Problem requirements:
Starting at the beginning of the entries and ending at the line that contains "box: [130, 162, 200, 233]", copy those lines with "rough mask" swapped for "coarse mask" and nothing else changed. Leave the pictures out.

Records for processing:
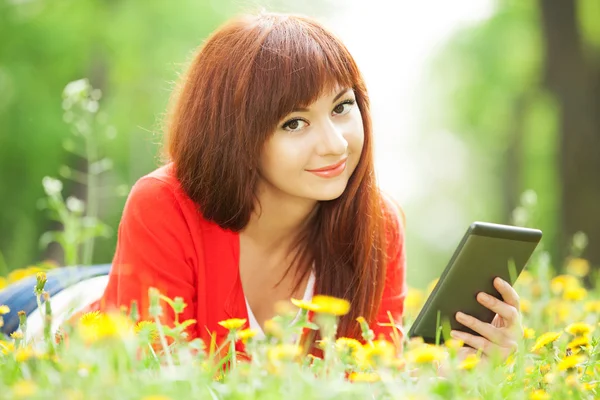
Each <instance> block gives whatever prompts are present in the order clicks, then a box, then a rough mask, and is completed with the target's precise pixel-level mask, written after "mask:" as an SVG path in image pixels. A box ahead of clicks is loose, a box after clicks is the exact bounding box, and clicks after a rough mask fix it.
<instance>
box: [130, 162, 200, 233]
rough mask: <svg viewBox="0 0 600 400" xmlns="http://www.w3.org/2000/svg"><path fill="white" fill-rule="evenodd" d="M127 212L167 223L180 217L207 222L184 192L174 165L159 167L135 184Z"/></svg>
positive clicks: (196, 206)
mask: <svg viewBox="0 0 600 400" xmlns="http://www.w3.org/2000/svg"><path fill="white" fill-rule="evenodd" d="M128 212H134V213H136V214H142V215H146V216H152V217H154V218H160V219H167V220H168V219H169V218H171V217H176V216H179V217H184V218H185V219H188V220H189V219H192V220H195V221H198V222H203V221H204V218H203V217H202V213H201V212H200V210H199V208H198V206H197V205H196V203H195V202H194V201H193V200H192V199H191V198H190V197H189V196H188V195H187V194H186V193H185V191H184V190H183V189H182V187H181V184H180V183H179V180H178V179H177V176H176V175H175V168H174V166H173V164H172V163H169V164H166V165H163V166H161V167H159V168H156V169H155V170H154V171H152V172H150V173H148V174H146V175H144V176H142V177H141V178H139V179H138V180H137V181H136V182H135V183H134V185H133V186H132V188H131V191H130V193H129V196H128V198H127V202H126V205H125V210H124V214H125V213H128Z"/></svg>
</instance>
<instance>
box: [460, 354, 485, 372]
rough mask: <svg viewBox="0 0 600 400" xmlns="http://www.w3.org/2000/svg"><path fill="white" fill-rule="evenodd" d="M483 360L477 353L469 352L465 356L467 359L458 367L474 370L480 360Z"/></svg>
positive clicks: (468, 369)
mask: <svg viewBox="0 0 600 400" xmlns="http://www.w3.org/2000/svg"><path fill="white" fill-rule="evenodd" d="M480 361H481V357H479V356H478V355H477V354H469V355H468V356H467V357H465V359H464V360H463V361H462V362H461V363H460V364H459V366H458V368H459V369H464V370H467V371H470V370H472V369H473V368H475V367H476V366H477V365H479V362H480Z"/></svg>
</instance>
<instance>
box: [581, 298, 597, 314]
mask: <svg viewBox="0 0 600 400" xmlns="http://www.w3.org/2000/svg"><path fill="white" fill-rule="evenodd" d="M584 309H585V312H588V313H600V300H591V301H586V303H585V306H584Z"/></svg>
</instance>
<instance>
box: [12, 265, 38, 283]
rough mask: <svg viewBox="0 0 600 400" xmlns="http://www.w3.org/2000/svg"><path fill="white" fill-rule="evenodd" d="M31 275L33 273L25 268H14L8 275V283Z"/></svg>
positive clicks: (22, 278)
mask: <svg viewBox="0 0 600 400" xmlns="http://www.w3.org/2000/svg"><path fill="white" fill-rule="evenodd" d="M29 275H32V273H31V272H29V271H27V270H26V269H24V268H18V269H15V270H12V271H11V272H10V273H9V274H8V276H7V278H8V283H15V282H17V281H20V280H21V279H23V278H26V277H28V276H29Z"/></svg>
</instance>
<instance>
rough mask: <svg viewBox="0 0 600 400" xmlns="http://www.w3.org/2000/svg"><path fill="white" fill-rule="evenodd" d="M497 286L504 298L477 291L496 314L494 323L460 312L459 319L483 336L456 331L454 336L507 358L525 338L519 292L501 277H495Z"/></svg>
mask: <svg viewBox="0 0 600 400" xmlns="http://www.w3.org/2000/svg"><path fill="white" fill-rule="evenodd" d="M494 287H495V288H496V289H497V290H498V292H499V293H500V294H501V295H502V299H503V300H504V301H501V300H498V299H497V298H495V297H493V296H490V295H488V294H486V293H483V292H480V293H478V294H477V301H478V302H479V303H481V304H482V305H483V306H484V307H486V308H488V309H490V310H492V311H494V312H495V313H496V316H495V317H494V319H493V321H492V323H491V324H488V323H486V322H482V321H480V320H479V319H477V318H475V317H472V316H470V315H466V314H464V313H461V312H458V313H456V320H457V321H458V322H460V323H461V324H463V325H464V326H466V327H468V328H471V329H472V330H474V331H475V332H477V333H479V334H480V335H481V336H476V335H472V334H470V333H466V332H461V331H455V330H453V331H452V332H451V335H452V337H453V338H455V339H459V340H462V341H463V342H464V343H465V344H466V345H469V346H471V347H472V349H470V350H471V352H475V351H481V352H482V353H483V354H484V355H485V356H487V357H490V356H491V355H493V354H494V355H496V354H499V355H500V357H501V358H502V359H503V360H506V359H507V358H508V356H509V355H510V354H511V353H512V352H514V351H515V350H516V349H517V347H518V342H519V340H520V339H521V338H522V337H523V326H522V325H521V313H520V312H519V295H518V294H517V292H515V290H514V289H513V287H512V286H511V285H510V284H508V283H507V282H505V281H504V280H502V279H500V278H496V279H494ZM473 349H474V350H473ZM465 350H466V348H465Z"/></svg>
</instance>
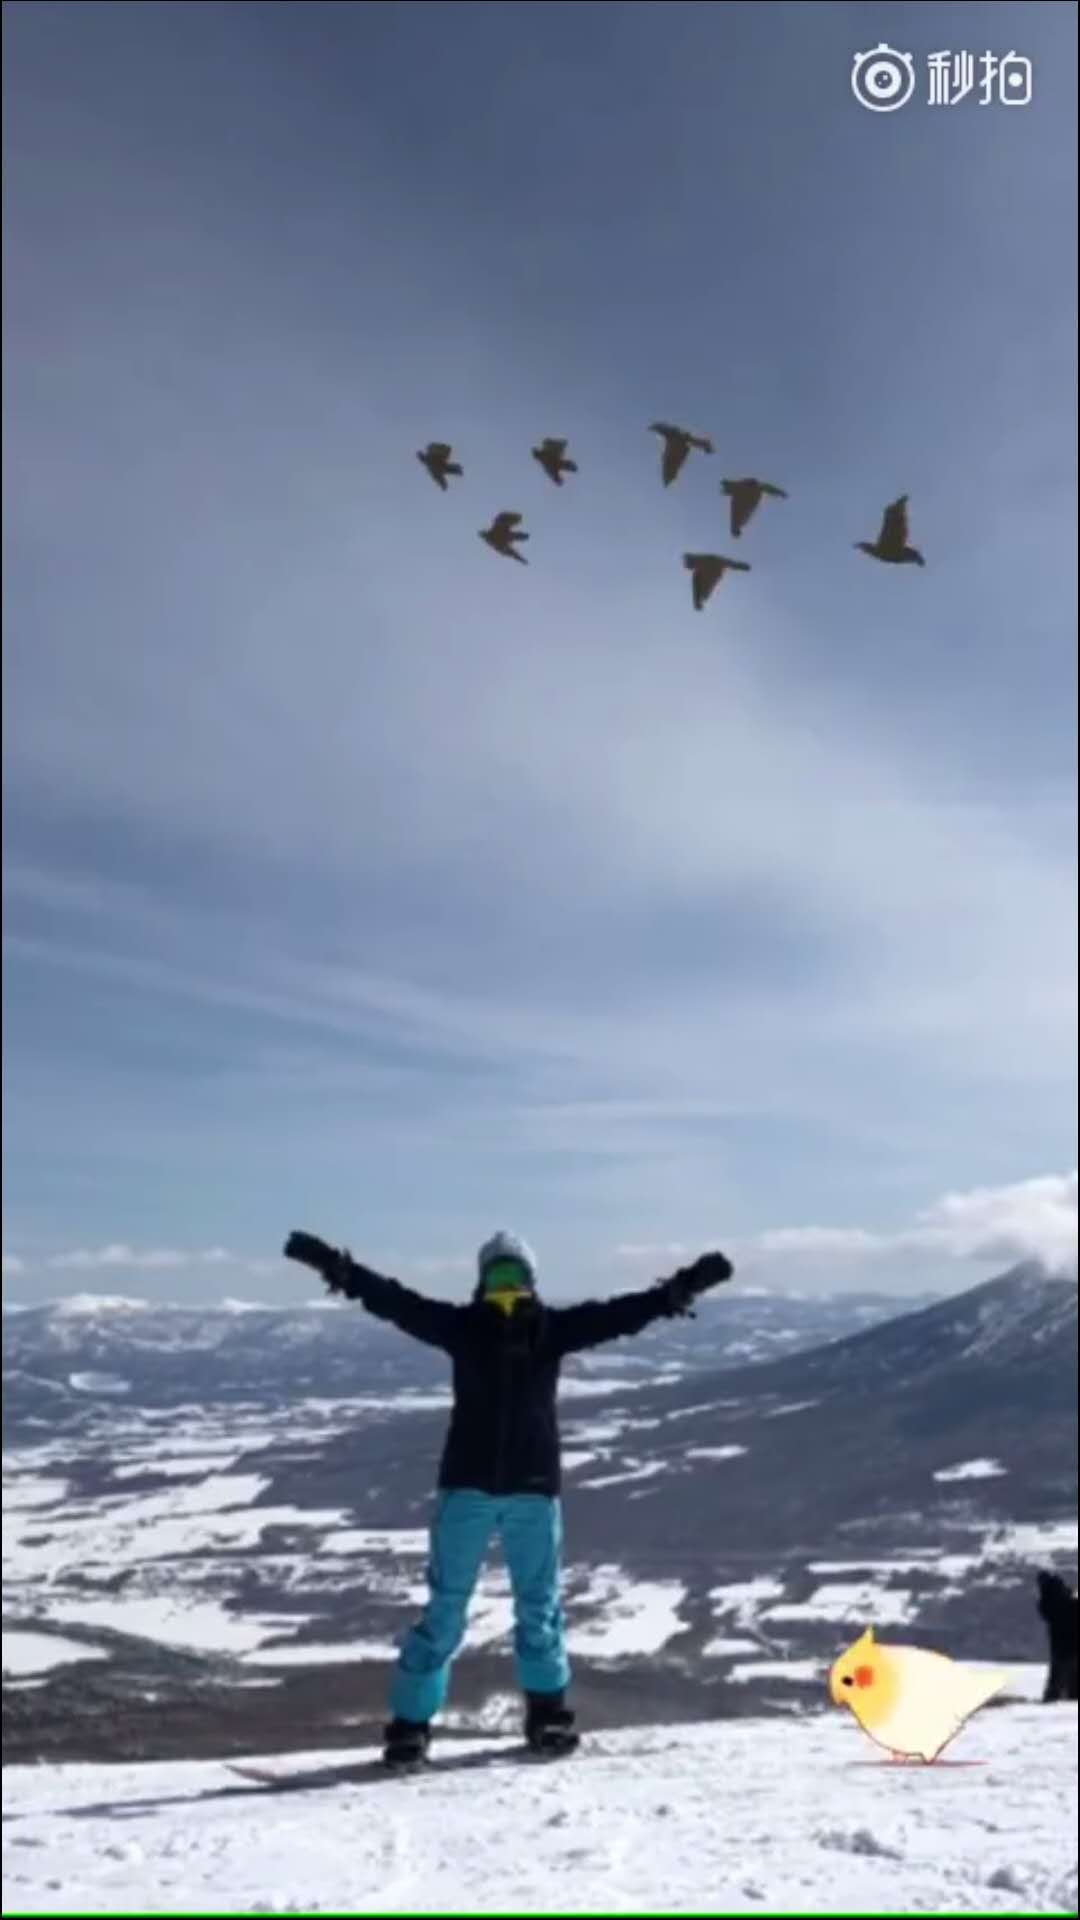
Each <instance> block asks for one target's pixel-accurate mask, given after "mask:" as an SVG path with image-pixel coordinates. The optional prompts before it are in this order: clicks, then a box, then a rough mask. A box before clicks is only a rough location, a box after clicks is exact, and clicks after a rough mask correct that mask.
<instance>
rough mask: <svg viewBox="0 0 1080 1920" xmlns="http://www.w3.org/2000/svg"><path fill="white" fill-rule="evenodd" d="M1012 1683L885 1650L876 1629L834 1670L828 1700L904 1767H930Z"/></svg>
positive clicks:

Task result:
Each <instance> block gives whatever prompts are present in the order clicks, then a box, then a coarse mask, and is completed with the target's precise pixel-level mask, written after "mask:" as an SVG path in image pixels. A box ahead of clicks is loose, a box after clicks is the exact bounding box, and clicks after a coarse mask fix it.
<instance>
box: [130, 162, 200, 233]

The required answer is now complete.